--- Work order 1 ---
From the reflection on Bergson's philosophy, write out verbatim the passage starting at "On a final note, and" and ending at "ancient Greek thinker.".
--- Work order 2 ---
In the reflection on Bergson's philosophy, what idiom does the writer say Bergson productively inverts?

--- Document excerpt ---
★ ★ ★
It is thinking around a theme of organs that I sense (in duration of course) the contemporary value of Bergson’s philosophy (as culminated in CE). The unorganized, or disorder for Bergson is an illusion. That is for us and our perception it is an illusion given to us by the expectation of order. Two types of order in particular, one given to us by intellect the other by instinct. In this way Bergson convinces us, it is the absence of order in which we find disorder, that is in Nothing. At this point it is almost an exercise in formal logic that reveals to us the nothing(ness) of nothing and the becoming of nothing. The system of organs and the body, the jig of becoming they dance, and the line of action our intuition orientates intervention within the material context is Bergson’s libratory project. For me, perhaps Bergson’s most radical achievement in this flight is the productive inversion of the idiom ex nihilo nihil fit
I believe the challenge par excellence to theory to think seriously through the cotemporary implications of what Bergson describes as the trillions of reverberations that circumscribe the body and are current through the body-in-action and ubiquitous of duration. Of particular issue to this challenge is the possibility of the bodies occupation simultaneously of two discrete “spaces” or territories. Bergson’s employment of tension was circumscribed by the limits of the physics, today we are embedded in a network of flows of information and virtual action that clearly transcends Cartesian boundaries of the subject and extension, does this increased intensity imply simultaneous material reverberation between two planes? Perhaps this has been though out to its logical conclusion in theoretical physics, quantum theory or thermodynamics. It is my initial persuasion that to consider this seriously as fundamental to an individuals’ being, will permit the social theorist new insights around issues of migration, displacement and diasporas; specifically contexts where embeddedness is undetermined as past and present unite in one unfolding stream of consciousness; duration.
Here Bergson offers:
“The mobile flies for ever before the pursuit of science, which is concerned with mobility alone. In the smallest discernible fraction of a second, in the almost instantaneous perception of a sensible quality, there may be trillions of oscillations which repeat themselves. The permanence of a sensible quality consists in this repetition of movements, as the persistence of life consists in a series of palpitations. The primal function of perception is precisely to grasp a series of elementary changes under the form of a quality or of a simple state, by a work of condensation. The greater the power of acting bestowed upon an animal species, the more numerous, probably, are the elementary changes that its faculty of perceiving concentrates into one of its instants”
On a final note, and this is fleeting and incidental, despite a comprehensive exegesis of Greek philosophy and the short comings of modern (for Bergson) post-Galilean physics I was quietly surprised there was no retreat to Heraclitus. For those with greater knowledge on this subject perhaps this may not be so unsatisfactory, but I can help but pine for at least on expression of the 20th century process philosophers indebtedness to this ancient Greek thinker.
★ ★ ★
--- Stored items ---
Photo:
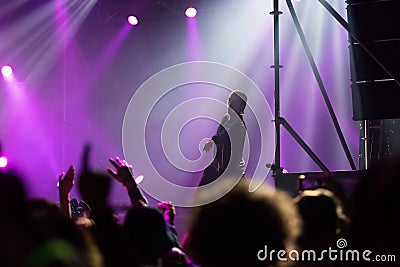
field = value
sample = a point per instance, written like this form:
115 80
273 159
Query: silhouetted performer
229 142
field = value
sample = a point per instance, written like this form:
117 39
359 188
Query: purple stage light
6 71
3 162
191 12
133 20
139 179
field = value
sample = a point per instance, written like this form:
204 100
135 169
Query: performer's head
237 102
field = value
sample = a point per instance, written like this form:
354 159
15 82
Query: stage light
139 179
6 71
3 162
191 12
133 20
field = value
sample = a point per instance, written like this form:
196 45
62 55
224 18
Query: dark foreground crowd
320 227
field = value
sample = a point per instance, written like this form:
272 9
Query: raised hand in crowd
123 174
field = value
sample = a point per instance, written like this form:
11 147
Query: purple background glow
77 64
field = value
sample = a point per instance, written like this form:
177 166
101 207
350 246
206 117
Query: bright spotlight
191 12
6 71
3 162
133 20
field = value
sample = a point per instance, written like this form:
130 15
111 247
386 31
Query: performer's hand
123 173
208 145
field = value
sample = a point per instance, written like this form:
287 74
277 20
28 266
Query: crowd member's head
232 230
322 216
147 234
237 102
14 242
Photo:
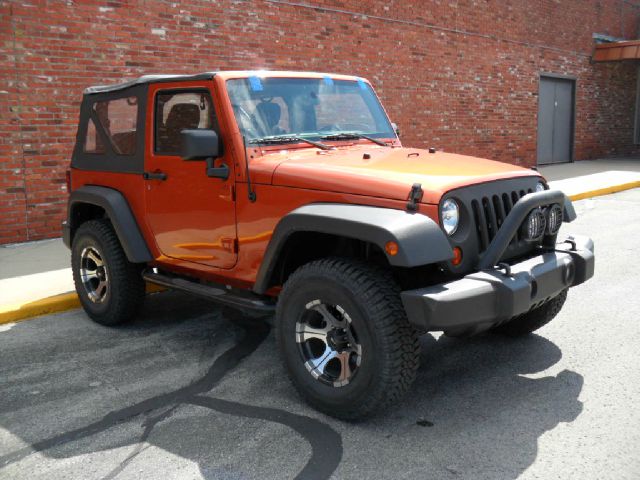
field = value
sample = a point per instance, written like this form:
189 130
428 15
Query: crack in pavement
325 442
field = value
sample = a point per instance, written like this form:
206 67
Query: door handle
154 176
217 172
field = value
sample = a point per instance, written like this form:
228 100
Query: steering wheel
346 127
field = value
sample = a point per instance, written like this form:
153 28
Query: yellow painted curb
605 191
67 301
46 306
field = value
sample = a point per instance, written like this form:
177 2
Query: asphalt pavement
190 391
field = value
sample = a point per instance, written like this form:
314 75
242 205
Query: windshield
312 108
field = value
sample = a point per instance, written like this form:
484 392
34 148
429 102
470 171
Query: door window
118 119
179 110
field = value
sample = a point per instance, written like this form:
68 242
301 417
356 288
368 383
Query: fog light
534 226
554 219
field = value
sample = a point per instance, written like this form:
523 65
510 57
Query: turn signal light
457 256
391 248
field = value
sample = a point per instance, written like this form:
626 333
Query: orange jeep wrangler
290 194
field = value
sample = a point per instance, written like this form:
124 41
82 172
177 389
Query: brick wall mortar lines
460 75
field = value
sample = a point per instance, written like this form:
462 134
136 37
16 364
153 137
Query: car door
191 215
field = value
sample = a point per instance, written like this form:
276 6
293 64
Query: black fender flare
420 240
117 209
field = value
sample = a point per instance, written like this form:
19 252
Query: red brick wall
460 75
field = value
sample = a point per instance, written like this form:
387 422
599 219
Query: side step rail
248 302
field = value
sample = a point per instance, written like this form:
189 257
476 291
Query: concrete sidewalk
35 278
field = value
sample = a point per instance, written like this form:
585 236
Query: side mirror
204 145
200 144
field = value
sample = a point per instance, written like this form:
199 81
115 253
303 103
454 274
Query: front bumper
487 297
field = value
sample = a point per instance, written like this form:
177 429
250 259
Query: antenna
252 193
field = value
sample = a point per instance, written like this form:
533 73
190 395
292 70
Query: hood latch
415 195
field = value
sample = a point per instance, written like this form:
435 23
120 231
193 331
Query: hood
384 172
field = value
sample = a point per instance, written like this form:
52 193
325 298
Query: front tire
531 321
111 289
345 338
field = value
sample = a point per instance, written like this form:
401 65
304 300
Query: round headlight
534 226
554 219
450 214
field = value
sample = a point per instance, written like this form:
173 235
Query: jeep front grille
489 213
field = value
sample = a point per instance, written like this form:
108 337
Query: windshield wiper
276 139
353 136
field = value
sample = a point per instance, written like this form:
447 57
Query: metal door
555 120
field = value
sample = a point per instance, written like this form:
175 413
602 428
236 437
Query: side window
177 111
93 142
118 118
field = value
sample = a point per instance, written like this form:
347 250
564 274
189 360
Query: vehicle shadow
481 404
471 414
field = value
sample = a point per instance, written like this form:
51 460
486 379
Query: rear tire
111 289
345 339
531 321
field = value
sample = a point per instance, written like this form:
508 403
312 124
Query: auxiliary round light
457 256
534 226
554 219
450 214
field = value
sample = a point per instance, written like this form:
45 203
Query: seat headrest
183 116
269 112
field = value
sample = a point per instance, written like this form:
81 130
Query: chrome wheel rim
328 343
94 275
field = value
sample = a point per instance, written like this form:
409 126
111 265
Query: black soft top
147 79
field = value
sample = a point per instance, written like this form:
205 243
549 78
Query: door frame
574 82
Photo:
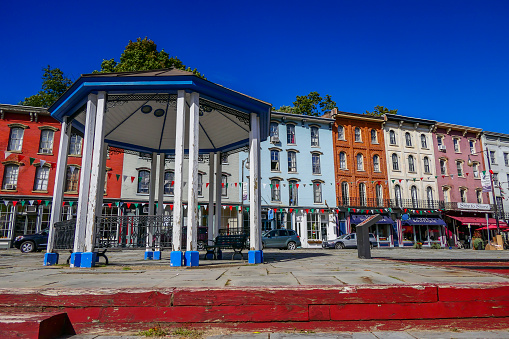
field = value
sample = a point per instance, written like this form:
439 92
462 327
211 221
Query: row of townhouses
320 176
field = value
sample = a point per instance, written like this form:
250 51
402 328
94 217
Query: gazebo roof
141 110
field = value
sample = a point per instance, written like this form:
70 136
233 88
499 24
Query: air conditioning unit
274 139
31 209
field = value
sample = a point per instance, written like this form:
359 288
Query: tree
54 84
381 110
311 104
142 55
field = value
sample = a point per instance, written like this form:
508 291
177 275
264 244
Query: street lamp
470 163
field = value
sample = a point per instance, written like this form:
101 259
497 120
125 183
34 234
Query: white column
210 222
219 186
192 193
86 162
95 174
58 189
179 159
254 185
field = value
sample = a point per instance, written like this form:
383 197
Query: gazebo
159 112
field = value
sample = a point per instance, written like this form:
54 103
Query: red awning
476 221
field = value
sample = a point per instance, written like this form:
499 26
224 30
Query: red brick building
29 143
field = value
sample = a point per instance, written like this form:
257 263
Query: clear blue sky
442 60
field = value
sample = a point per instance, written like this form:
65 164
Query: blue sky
441 60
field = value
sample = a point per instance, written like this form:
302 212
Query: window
463 194
440 140
290 134
426 165
315 140
424 141
10 177
472 147
379 195
344 193
317 193
16 139
413 194
392 137
362 194
41 178
75 144
478 194
475 168
376 163
46 143
443 166
169 178
411 164
395 162
459 166
143 181
341 132
492 157
316 163
224 184
342 160
456 143
358 134
360 162
397 194
274 161
275 190
408 139
292 161
200 184
294 193
72 179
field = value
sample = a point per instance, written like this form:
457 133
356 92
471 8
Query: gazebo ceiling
141 109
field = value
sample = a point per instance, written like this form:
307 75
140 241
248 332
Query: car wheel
291 246
27 247
201 245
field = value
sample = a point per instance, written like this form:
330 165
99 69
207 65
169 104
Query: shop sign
472 206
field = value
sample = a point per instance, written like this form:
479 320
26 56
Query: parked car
282 238
32 242
347 241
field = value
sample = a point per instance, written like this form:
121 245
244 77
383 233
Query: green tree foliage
54 84
142 55
381 110
311 104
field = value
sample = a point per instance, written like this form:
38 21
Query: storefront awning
357 219
477 221
424 221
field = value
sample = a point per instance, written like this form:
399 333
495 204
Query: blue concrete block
149 255
75 259
157 255
50 259
88 259
255 257
192 258
176 258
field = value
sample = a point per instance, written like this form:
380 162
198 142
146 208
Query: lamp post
492 189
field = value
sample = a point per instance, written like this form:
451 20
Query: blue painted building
297 177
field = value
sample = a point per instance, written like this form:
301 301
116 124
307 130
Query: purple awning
357 219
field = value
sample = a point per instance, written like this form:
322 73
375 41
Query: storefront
383 230
424 230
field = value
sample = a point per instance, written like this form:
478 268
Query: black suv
32 242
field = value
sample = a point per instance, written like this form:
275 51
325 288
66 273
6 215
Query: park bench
236 242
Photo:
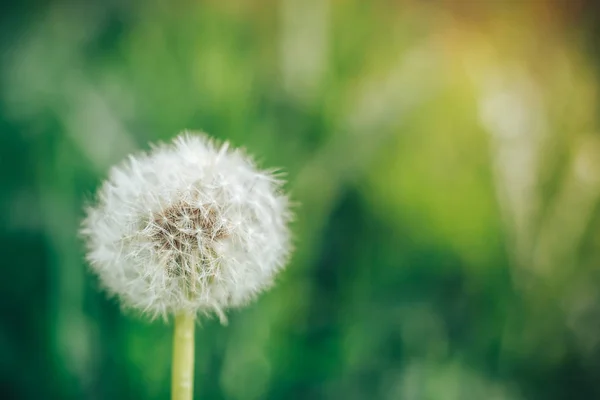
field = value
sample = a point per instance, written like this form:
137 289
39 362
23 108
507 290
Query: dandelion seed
190 227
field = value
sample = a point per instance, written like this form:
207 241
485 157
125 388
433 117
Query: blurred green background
444 155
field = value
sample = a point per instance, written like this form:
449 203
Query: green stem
182 378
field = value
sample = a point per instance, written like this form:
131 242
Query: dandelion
192 227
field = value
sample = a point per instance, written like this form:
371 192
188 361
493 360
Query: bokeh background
444 155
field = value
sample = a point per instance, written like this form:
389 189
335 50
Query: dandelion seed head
191 226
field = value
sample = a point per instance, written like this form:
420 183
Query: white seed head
191 226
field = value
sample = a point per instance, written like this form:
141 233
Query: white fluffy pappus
192 226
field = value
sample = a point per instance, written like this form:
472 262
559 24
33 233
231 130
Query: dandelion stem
182 378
★ ★ ★
--- Your response 1 ---
On a final note, and this is fleeting and incidental, despite a comprehensive exegesis of Greek philosophy and the short comings of modern (for Bergson) post-Galilean physics I was quietly surprised there was no retreat to Heraclitus. For those with greater knowledge on this subject perhaps this may not be so unsatisfactory, but I can help but pine for at least on expression of the 20th century process philosophers indebtedness to this ancient Greek thinker.

--- Your response 2 ---
Ex nihilo nihil fit.